Challenge a: Identify every line in the records that holds the string "drawer", matching case exactly, and copy each such line.

Supplied text:
# # #
Java Read XML with StAX Parser – Cursor & Iterator APIs

Learn to parse and read XML file using Java StAX parser. StAX (Streaming API for XML) provides two ways to parse XML i.e. cursor based API and iterator based API.

1) StAX Parser

Just like SAX parser, StAX API is designed for parsing XML streams. The difference is:

  1. StAX is a “pull” API. SAX is a “push” API.
  2. StAX can do both XML reading and writing. SAX can only do XML reading.

StAX is a pull style API. This means that you have to move the StAX parser from item to item in the XML file yourself, just like you do with a standard Iterator or JDBC ResultSet. You can then access the XML information via the StAX parser for each such “item” encountered in the XML file.

Cursor vs Iterator

  1. While reading the XML document, the iterator reader returns an XML event object from it’s nextEvent() calls. This event provides information about what type of XML tag (element, text, comment etc) your have encountered. The event received is immutable so you can pass around your application to processs it safely.
    XMLEventReader reader = ...;
    
    while(reader.hasNext()){
        XMLEvent event = reader.nextEvent();
    
        if(event.getEventType() == XMLEvent.START_ELEMENT){
            //process data
        }	
        //... more event types handled here...
    }
    
  2. Unlike Iterator, cursor works like Resultset in JDBC. If moves the cursor to next element in XML document. You can then call methods directly on the cursor to obtain more information about the current event.
# # #
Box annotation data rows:
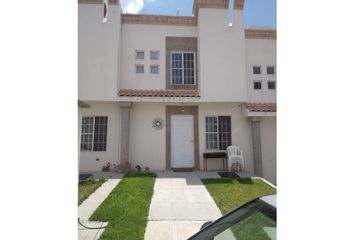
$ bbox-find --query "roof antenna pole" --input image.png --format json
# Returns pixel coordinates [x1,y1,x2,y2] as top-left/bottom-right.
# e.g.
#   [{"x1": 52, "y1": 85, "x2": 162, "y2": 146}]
[
  {"x1": 102, "y1": 0, "x2": 108, "y2": 23},
  {"x1": 227, "y1": 0, "x2": 234, "y2": 27}
]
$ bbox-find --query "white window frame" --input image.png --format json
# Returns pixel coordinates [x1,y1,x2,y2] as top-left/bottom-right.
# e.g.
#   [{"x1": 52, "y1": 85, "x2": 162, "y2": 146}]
[
  {"x1": 204, "y1": 114, "x2": 232, "y2": 151},
  {"x1": 150, "y1": 64, "x2": 160, "y2": 75},
  {"x1": 266, "y1": 65, "x2": 276, "y2": 76},
  {"x1": 267, "y1": 80, "x2": 277, "y2": 90},
  {"x1": 252, "y1": 65, "x2": 262, "y2": 76},
  {"x1": 252, "y1": 80, "x2": 263, "y2": 90},
  {"x1": 79, "y1": 115, "x2": 109, "y2": 152},
  {"x1": 150, "y1": 50, "x2": 160, "y2": 61},
  {"x1": 170, "y1": 51, "x2": 197, "y2": 86},
  {"x1": 134, "y1": 64, "x2": 145, "y2": 75},
  {"x1": 135, "y1": 50, "x2": 145, "y2": 60}
]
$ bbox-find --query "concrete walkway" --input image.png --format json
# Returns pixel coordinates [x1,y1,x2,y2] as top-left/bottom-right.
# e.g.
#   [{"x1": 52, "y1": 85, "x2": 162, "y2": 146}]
[
  {"x1": 145, "y1": 172, "x2": 222, "y2": 240},
  {"x1": 79, "y1": 174, "x2": 123, "y2": 240}
]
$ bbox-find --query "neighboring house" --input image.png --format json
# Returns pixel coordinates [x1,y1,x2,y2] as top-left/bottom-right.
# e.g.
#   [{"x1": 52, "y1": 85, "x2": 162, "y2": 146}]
[{"x1": 79, "y1": 0, "x2": 276, "y2": 183}]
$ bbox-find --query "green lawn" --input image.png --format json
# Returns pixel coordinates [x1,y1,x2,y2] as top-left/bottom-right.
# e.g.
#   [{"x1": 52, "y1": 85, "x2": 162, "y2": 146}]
[
  {"x1": 90, "y1": 173, "x2": 156, "y2": 240},
  {"x1": 202, "y1": 178, "x2": 276, "y2": 214},
  {"x1": 78, "y1": 179, "x2": 106, "y2": 205},
  {"x1": 202, "y1": 178, "x2": 276, "y2": 240}
]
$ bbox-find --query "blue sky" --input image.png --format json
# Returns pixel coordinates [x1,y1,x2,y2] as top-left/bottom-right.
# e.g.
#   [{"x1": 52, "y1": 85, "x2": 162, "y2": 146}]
[{"x1": 121, "y1": 0, "x2": 276, "y2": 28}]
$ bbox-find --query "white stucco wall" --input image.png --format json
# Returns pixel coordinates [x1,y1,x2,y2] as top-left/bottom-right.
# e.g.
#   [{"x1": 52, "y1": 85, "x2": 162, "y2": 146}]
[
  {"x1": 78, "y1": 4, "x2": 121, "y2": 101},
  {"x1": 198, "y1": 8, "x2": 247, "y2": 102},
  {"x1": 245, "y1": 39, "x2": 277, "y2": 102},
  {"x1": 199, "y1": 103, "x2": 253, "y2": 172},
  {"x1": 129, "y1": 103, "x2": 166, "y2": 170},
  {"x1": 121, "y1": 24, "x2": 197, "y2": 89},
  {"x1": 79, "y1": 102, "x2": 120, "y2": 172},
  {"x1": 124, "y1": 103, "x2": 253, "y2": 172},
  {"x1": 261, "y1": 117, "x2": 277, "y2": 184}
]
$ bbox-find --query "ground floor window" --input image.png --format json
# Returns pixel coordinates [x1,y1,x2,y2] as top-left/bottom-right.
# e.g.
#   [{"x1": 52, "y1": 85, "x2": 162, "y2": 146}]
[
  {"x1": 81, "y1": 116, "x2": 108, "y2": 152},
  {"x1": 205, "y1": 116, "x2": 231, "y2": 150}
]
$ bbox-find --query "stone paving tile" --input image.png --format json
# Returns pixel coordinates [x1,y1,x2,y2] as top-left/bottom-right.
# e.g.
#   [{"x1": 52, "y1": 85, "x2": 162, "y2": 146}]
[
  {"x1": 145, "y1": 172, "x2": 221, "y2": 240},
  {"x1": 78, "y1": 178, "x2": 120, "y2": 240},
  {"x1": 78, "y1": 221, "x2": 108, "y2": 240},
  {"x1": 79, "y1": 179, "x2": 120, "y2": 220}
]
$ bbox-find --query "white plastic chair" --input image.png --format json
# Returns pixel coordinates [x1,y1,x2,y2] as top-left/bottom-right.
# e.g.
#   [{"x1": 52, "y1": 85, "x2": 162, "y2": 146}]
[{"x1": 226, "y1": 146, "x2": 245, "y2": 172}]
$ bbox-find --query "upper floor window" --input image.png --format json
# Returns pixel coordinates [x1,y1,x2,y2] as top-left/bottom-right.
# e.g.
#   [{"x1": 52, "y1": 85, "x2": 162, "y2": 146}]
[
  {"x1": 253, "y1": 81, "x2": 262, "y2": 90},
  {"x1": 135, "y1": 51, "x2": 145, "y2": 59},
  {"x1": 171, "y1": 52, "x2": 195, "y2": 85},
  {"x1": 268, "y1": 81, "x2": 275, "y2": 89},
  {"x1": 253, "y1": 66, "x2": 262, "y2": 74},
  {"x1": 80, "y1": 116, "x2": 108, "y2": 152},
  {"x1": 267, "y1": 66, "x2": 275, "y2": 75},
  {"x1": 150, "y1": 51, "x2": 160, "y2": 60},
  {"x1": 205, "y1": 116, "x2": 231, "y2": 150},
  {"x1": 135, "y1": 65, "x2": 144, "y2": 74},
  {"x1": 150, "y1": 65, "x2": 159, "y2": 74}
]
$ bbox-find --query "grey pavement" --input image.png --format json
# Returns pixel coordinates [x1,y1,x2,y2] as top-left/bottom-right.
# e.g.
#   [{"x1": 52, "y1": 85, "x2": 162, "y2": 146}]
[
  {"x1": 78, "y1": 173, "x2": 123, "y2": 240},
  {"x1": 145, "y1": 171, "x2": 222, "y2": 240}
]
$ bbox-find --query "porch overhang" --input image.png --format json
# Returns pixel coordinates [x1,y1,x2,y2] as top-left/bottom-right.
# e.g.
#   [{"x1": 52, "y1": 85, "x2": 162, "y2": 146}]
[{"x1": 78, "y1": 100, "x2": 90, "y2": 108}]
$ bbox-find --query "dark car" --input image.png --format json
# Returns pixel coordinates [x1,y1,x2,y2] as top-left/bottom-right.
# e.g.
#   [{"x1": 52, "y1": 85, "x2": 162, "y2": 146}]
[{"x1": 188, "y1": 194, "x2": 277, "y2": 240}]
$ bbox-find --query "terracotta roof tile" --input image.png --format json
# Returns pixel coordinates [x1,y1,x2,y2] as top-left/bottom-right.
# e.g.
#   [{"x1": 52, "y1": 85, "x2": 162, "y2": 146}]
[
  {"x1": 243, "y1": 103, "x2": 277, "y2": 112},
  {"x1": 118, "y1": 89, "x2": 200, "y2": 97}
]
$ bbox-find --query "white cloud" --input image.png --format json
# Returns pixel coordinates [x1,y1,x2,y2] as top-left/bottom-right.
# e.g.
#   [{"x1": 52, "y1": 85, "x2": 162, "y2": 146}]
[{"x1": 120, "y1": 0, "x2": 155, "y2": 14}]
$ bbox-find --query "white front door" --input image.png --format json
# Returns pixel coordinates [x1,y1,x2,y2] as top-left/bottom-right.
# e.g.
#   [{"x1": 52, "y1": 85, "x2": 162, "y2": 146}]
[{"x1": 171, "y1": 115, "x2": 194, "y2": 168}]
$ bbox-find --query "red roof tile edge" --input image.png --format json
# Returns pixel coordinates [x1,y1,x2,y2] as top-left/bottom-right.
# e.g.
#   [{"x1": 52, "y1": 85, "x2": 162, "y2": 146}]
[
  {"x1": 118, "y1": 89, "x2": 200, "y2": 97},
  {"x1": 243, "y1": 103, "x2": 277, "y2": 112}
]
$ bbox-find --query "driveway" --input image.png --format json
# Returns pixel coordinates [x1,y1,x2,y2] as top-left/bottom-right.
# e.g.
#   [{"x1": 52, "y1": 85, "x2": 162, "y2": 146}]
[{"x1": 145, "y1": 172, "x2": 222, "y2": 240}]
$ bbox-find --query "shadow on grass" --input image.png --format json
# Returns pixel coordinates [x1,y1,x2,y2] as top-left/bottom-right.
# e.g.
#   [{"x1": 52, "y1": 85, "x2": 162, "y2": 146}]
[
  {"x1": 124, "y1": 171, "x2": 156, "y2": 178},
  {"x1": 236, "y1": 178, "x2": 254, "y2": 184}
]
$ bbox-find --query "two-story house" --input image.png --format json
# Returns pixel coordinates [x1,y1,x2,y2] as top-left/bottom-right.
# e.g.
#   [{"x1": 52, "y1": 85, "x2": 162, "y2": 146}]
[{"x1": 78, "y1": 0, "x2": 276, "y2": 183}]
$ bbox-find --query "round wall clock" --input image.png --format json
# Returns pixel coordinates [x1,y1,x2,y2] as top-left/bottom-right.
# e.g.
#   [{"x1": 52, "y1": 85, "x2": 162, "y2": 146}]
[{"x1": 152, "y1": 118, "x2": 163, "y2": 130}]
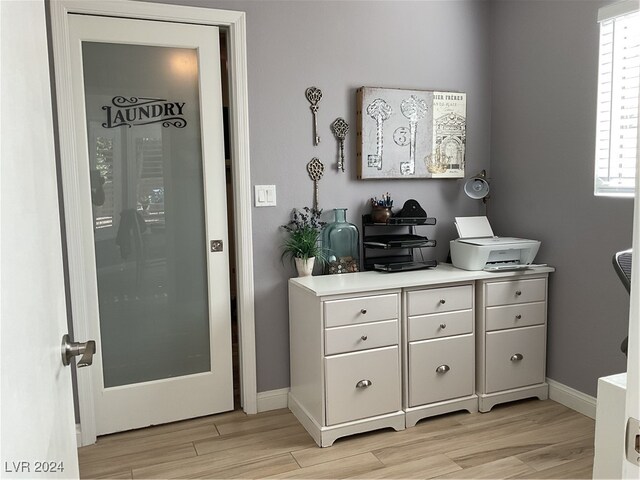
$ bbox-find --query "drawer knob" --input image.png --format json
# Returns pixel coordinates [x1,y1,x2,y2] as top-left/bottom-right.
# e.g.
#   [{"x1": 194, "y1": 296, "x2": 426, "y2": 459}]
[{"x1": 356, "y1": 380, "x2": 373, "y2": 388}]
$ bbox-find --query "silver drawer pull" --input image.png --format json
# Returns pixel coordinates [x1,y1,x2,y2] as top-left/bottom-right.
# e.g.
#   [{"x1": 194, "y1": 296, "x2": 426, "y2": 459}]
[{"x1": 356, "y1": 380, "x2": 373, "y2": 388}]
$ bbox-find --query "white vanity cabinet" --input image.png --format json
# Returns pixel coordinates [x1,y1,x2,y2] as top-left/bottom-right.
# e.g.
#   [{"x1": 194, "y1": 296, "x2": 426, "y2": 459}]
[
  {"x1": 403, "y1": 283, "x2": 478, "y2": 427},
  {"x1": 289, "y1": 284, "x2": 405, "y2": 447},
  {"x1": 476, "y1": 274, "x2": 549, "y2": 412},
  {"x1": 288, "y1": 264, "x2": 554, "y2": 447}
]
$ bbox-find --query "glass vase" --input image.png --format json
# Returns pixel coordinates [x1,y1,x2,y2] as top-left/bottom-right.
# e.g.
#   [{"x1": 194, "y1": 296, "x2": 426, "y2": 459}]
[{"x1": 322, "y1": 208, "x2": 360, "y2": 273}]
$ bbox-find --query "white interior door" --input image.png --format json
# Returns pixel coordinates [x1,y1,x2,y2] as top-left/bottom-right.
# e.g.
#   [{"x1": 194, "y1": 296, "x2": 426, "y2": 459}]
[
  {"x1": 61, "y1": 15, "x2": 233, "y2": 435},
  {"x1": 0, "y1": 1, "x2": 78, "y2": 478}
]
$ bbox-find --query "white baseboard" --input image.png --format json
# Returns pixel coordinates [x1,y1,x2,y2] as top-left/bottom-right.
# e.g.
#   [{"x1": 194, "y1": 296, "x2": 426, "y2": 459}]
[
  {"x1": 547, "y1": 378, "x2": 596, "y2": 420},
  {"x1": 258, "y1": 388, "x2": 289, "y2": 413}
]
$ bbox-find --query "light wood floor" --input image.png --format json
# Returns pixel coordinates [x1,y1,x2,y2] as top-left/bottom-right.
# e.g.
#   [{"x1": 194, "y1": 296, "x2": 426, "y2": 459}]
[{"x1": 79, "y1": 400, "x2": 594, "y2": 479}]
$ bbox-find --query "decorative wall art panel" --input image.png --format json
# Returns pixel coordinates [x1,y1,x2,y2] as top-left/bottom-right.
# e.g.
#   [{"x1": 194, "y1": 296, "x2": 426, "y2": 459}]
[{"x1": 357, "y1": 87, "x2": 467, "y2": 179}]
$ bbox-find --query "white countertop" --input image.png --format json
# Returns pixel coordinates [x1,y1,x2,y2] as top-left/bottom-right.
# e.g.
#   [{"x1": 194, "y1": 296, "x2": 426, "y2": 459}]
[{"x1": 289, "y1": 263, "x2": 555, "y2": 297}]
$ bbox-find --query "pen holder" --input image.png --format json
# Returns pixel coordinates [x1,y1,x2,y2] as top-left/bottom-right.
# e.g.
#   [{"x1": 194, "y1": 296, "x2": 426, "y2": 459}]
[{"x1": 371, "y1": 205, "x2": 391, "y2": 223}]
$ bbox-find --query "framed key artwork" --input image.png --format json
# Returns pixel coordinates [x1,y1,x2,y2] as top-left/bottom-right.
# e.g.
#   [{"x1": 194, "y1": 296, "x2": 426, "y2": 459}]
[{"x1": 357, "y1": 87, "x2": 467, "y2": 179}]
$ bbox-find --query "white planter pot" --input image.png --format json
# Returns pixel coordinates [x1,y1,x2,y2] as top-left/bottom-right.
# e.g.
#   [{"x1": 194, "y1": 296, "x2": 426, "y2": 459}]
[{"x1": 294, "y1": 257, "x2": 316, "y2": 277}]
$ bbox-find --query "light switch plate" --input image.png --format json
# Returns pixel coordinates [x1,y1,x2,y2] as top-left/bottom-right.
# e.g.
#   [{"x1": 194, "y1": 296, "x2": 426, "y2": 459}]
[{"x1": 255, "y1": 185, "x2": 276, "y2": 207}]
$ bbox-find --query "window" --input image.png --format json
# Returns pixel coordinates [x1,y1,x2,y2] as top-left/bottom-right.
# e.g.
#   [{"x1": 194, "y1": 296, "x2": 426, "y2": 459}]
[{"x1": 595, "y1": 0, "x2": 640, "y2": 196}]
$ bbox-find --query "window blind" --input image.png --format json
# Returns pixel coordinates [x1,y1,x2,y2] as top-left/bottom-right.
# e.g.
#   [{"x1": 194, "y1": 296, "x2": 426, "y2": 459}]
[{"x1": 595, "y1": 1, "x2": 640, "y2": 196}]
# # #
Challenge b: In the StAX parser tutorial, what does the iterator reader return from its nextEvent() calls?

Complete response a:
$ bbox-find --query "drawer knob" --input image.png --format json
$ bbox-find --query "silver drawer pull" --input image.png --format json

Complete response b: An XML event object.